** start of DATA EXCERPTS **
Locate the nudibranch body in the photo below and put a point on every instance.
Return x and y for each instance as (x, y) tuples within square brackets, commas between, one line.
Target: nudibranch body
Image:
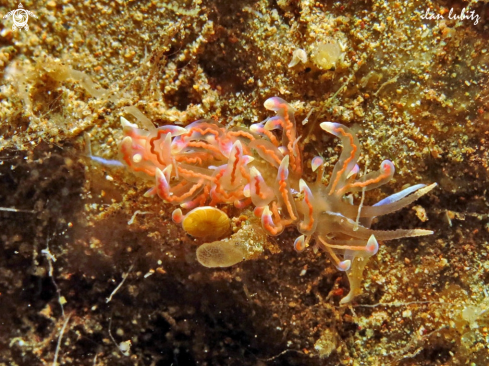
[(205, 164)]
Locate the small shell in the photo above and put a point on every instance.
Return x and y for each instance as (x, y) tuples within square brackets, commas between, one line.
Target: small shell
[(206, 222)]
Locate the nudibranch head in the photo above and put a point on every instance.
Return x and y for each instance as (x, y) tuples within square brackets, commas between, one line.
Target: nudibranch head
[(206, 222)]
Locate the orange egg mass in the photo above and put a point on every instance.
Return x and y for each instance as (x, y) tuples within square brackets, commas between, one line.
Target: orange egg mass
[(206, 222)]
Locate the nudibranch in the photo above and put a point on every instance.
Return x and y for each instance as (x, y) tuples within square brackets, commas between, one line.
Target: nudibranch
[(206, 164)]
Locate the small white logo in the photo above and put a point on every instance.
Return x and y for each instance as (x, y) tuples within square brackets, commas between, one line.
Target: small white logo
[(20, 17)]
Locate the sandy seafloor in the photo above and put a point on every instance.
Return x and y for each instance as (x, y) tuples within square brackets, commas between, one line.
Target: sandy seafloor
[(415, 91)]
** end of DATA EXCERPTS **
◆ WHAT IS BEING ASKED
Reproduce each record above by retyping it exactly; omit all images.

◆ TASK RESULT
Locate the nudibranch body in the photo below and put a point on every instance.
Return x and y for each instance as (x, y) tuples within square brackets, commas between, one line.
Target: nudibranch body
Image:
[(205, 164)]
Locate the small shell in the photo above and put a point on every instance.
Return x and y for each instance as (x, y) tuples within square brackets, commas between, one line.
Target: small shell
[(206, 222)]
Locate the nudibranch head in the photo above and put a point on every instance.
Return x and y for each instance as (x, y) tuples within square brackets, commas between, one line.
Target: nudibranch head
[(206, 222)]
Locate the orange egg mass in the photo above and put a point on every instance.
Return x and y for each instance as (x, y) tuples within square brackets, commas between, one line.
Target: orange egg mass
[(206, 222)]
Locate the nudibranch in the photo above and put a point on every instance.
Return x and y for each instance as (x, y) tuples within square brackets, commas between, one line.
Target: nudibranch
[(206, 164)]
Locate the small white logo in the photo above and put a point on every instance.
Return x and y for each instance as (x, y) tuples within square brackets, commas between, one line.
Target: small white logo
[(20, 17)]
Locate the sandy seafloor in the photo above and put a point on every instance.
Return x and y for each instance as (x, y) tuples within square brackets, commas between, one line.
Target: sandy seafloor
[(415, 91)]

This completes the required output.